**** TEXT SECTION ****

B.

How We Spent Two Days Making Perl Faster

This is a story about a significant new optimization to the Perl interpreter. It is a story about battling code complexity. And it is a story about wanting to have our cake and eat it too.

A recent Booking.com hackathon provided us the opportunity to investigate speeding up integer allocation in the Perl interpreter. If successful, this could optimize nearly every program we run. We discovered that a naive implementation could work, but would make the code a lot more difficult to maintain. Our path lead us to attempt to leverage the C preprocessor to improve code clarity while opening doors to real gains in program execution speed.

First, some background

As described in perlguts and PerlGuts Illustrated, representations of variables in Perl are usually composed of two parts: a head struct and (optionally) a body struct. The head contains the essential “internal book-keeping” common to all variables (regardless of type) including a pointer to the (optional) body struct. Below is an image of the layout of fields in a head struct as depicted in PerlGuts Illustrated:

SV Head (PerlGuts Illustrated)

The body struct can be quite different, depending upon the type of the variable. The most simple type of variable is the SvNULL, which represents undef and does not need a body struct at all.

A string (called PV for “pointer value”) has a body type of XPV:

SvPV (PerlGuts Illustrated)

****

▸ **JOB 1**
Copy the Perl optimization article from "SV Head (PerlGuts" up to and including "struct at all.", keeping every word as it stands.
▸ **JOB 2**
Answer these questions from the Perl optimization article:
(a) What event gave the team the opportunity to investigate speeding up integer allocation?
(b) Which type of variable represents undef and needs no body struct?
(c) What body type does a string (PV) have?
▸ **JOB 3**
Extend the Perl optimization article, picking up after its final line.
The entries after the Perl optimization article come from a separate source.

**** ENTRIES SUPPLIED ****

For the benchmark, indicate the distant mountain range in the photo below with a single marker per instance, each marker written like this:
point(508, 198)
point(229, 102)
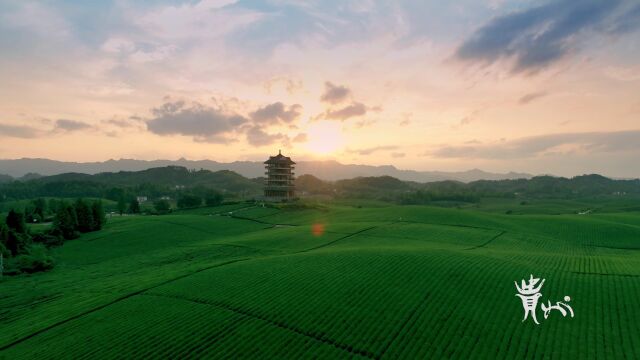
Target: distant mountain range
point(325, 170)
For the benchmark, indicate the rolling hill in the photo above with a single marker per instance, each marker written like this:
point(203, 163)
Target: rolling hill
point(326, 170)
point(331, 281)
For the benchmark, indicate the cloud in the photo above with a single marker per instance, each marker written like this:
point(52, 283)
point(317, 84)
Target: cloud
point(302, 137)
point(70, 125)
point(276, 112)
point(290, 85)
point(203, 123)
point(542, 35)
point(527, 98)
point(371, 150)
point(257, 136)
point(590, 142)
point(352, 110)
point(120, 123)
point(334, 94)
point(19, 131)
point(205, 19)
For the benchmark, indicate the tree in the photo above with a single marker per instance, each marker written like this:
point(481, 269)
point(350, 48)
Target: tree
point(39, 207)
point(15, 221)
point(99, 218)
point(65, 222)
point(189, 201)
point(213, 198)
point(122, 206)
point(84, 215)
point(4, 239)
point(162, 206)
point(134, 207)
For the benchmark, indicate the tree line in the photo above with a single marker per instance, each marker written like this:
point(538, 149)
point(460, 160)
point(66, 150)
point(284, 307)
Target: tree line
point(26, 251)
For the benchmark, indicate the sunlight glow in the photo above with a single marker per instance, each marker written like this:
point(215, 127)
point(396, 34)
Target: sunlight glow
point(325, 137)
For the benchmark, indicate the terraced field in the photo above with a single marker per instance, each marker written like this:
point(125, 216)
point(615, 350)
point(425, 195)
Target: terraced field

****

▸ **WRITTEN REPLY 1**
SV Head (PerlGuts Illustrated)

The body struct can be quite different, depending upon the type of the variable. The most simple type of variable is the SvNULL, which represents undef and does not need a body struct at all.

▸ **WRITTEN REPLY 2**
(a) A recent Booking.com hackathon.
(b) The SvNULL.
(c) XPV.

▸ **WRITTEN REPLY 3**
But the body struct of a PV is different to a body struct of a PVNV. A PVNV can hold a floating point number and a string representation of that same value:

SvPVNV (PerlGuts Illustrated)

One benefit of this type of design is that all references to the value point to the memory location of the head. As such, Perl is free to change which memory is being used to represent a value by changing the body struct, without having to update any pointer except the pointer contained within the head.

Changing types

Naturally, Perl has an internal function to convert between types of variable. This function is sv_upgrade (“scalar value upgrade”). In essence, whenever we have a variable of some type in Perl (for example, a simple integer) and we need to access it as a different type (for example, a string), the sv_upgrade will convert the type of the variable (for example, into a type that contains both integer and string representations of a value). This change may involve replacing the body struct with a larger struct.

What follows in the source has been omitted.